## Text for analysis
+-------+
The simple news that the office of the Attorney General of the Federation on behalf of the Federal Government has applied to withdraw criminal charges against Malam Nuhu Ribadu bordering on failure to declare assets has set many pulses racing in the country. Unlike most antagonists though, Aonduna Tondu in his article, ‘As impunity rears its ugly head again: the Jonathan/Nuhu Ribadu conspiracy’ set
forth in clear, categorical and readable manner his reasons as to why “Goodluck Jonathan’s reported interference in the court case involving the sulphurous former chairman of the EFCC, Nuhu Ribadu, is both scandalous and shocking”.
Aonduna like Lagos lawyer, Festus Keyamo decried the decision of the Federal Government to withdraw criminal charges against Mallam Nuhu Ribadu. Both believe that stopping the trial of the former EFCC boss, standing trial before the Code of Conduct Bureau over his failure to declare his assets before assuming office “is totally wrong and ill-advised”.
They queried the basis on which the government based this action and wondered why the boss of the anti-graft body would be treated as a sacred cow in the fight against corruption.
When I wrote ‘Between Keyamo and Ribadu’ criticising Festus Keyamo for condemning the withdrawal of the charges against Ribadu, a reader queried: “Could you respond in two or three sentences, in simple English why Keyamo is wrong and Jonathan is right to do what he has done, regarding the cessation of due process with Ribadu”?
The simple answer is this: (a) Keyamo, as a lawyer, should know that a prosecutor has the discretion to withdraw any case if emerging facts indicate that justice would be perverted with continued prosecution.
(b) The filing of the case in the first place violated due process; withdrawing it corrected that violation.
+-------+
## Supplied material

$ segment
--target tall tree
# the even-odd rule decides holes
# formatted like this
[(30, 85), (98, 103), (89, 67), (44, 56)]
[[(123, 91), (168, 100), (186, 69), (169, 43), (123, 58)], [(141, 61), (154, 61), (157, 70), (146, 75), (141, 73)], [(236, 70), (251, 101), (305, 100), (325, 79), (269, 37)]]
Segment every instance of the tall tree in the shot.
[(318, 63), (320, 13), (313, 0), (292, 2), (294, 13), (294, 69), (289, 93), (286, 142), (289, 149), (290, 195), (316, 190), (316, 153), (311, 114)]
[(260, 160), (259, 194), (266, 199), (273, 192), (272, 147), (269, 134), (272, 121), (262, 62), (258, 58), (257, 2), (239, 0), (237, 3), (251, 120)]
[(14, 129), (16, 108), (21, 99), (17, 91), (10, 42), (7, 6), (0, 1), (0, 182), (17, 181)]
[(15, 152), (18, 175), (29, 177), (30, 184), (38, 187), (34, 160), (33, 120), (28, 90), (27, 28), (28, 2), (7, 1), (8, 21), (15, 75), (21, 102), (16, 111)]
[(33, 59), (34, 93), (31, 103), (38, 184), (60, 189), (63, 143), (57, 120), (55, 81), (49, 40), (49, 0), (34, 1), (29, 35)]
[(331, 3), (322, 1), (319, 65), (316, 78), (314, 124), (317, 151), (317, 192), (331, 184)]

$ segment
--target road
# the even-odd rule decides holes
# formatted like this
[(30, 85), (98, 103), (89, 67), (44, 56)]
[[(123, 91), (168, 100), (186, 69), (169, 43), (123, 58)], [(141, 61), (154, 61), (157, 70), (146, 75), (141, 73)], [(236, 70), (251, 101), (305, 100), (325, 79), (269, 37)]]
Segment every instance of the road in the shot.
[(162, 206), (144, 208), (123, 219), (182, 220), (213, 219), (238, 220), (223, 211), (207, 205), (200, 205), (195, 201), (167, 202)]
+-------+
## What you are asked to do
Reproduce the full commentary above on the withdrawal of charges against Nuhu Ribadu, word for word.

## Written solution
The simple news that the office of the Attorney General of the Federation on behalf of the Federal Government has applied to withdraw criminal charges against Malam Nuhu Ribadu bordering on failure to declare assets has set many pulses racing in the country. Unlike most antagonists though, Aonduna Tondu in his article, ‘As impunity rears its ugly head again: the Jonathan/Nuhu Ribadu conspiracy’ set
forth in clear, categorical and readable manner his reasons as to why “Goodluck Jonathan’s reported interference in the court case involving the sulphurous former chairman of the EFCC, Nuhu Ribadu, is both scandalous and shocking”.
Aonduna like Lagos lawyer, Festus Keyamo decried the decision of the Federal Government to withdraw criminal charges against Mallam Nuhu Ribadu. Both believe that stopping the trial of the former EFCC boss, standing trial before the Code of Conduct Bureau over his failure to declare his assets before assuming office “is totally wrong and ill-advised”.
They queried the basis on which the government based this action and wondered why the boss of the anti-graft body would be treated as a sacred cow in the fight against corruption.
When I wrote ‘Between Keyamo and Ribadu’ criticising Festus Keyamo for condemning the withdrawal of the charges against Ribadu, a reader queried: “Could you respond in two or three sentences, in simple English why Keyamo is wrong and Jonathan is right to do what he has done, regarding the cessation of due process with Ribadu”?
The simple answer is this: (a) Keyamo, as a lawyer, should know that a prosecutor has the discretion to withdraw any case if emerging facts indicate that justice would be perverted with continued prosecution.
(b) The filing of the case in the first place violated due process; withdrawing it corrected that violation.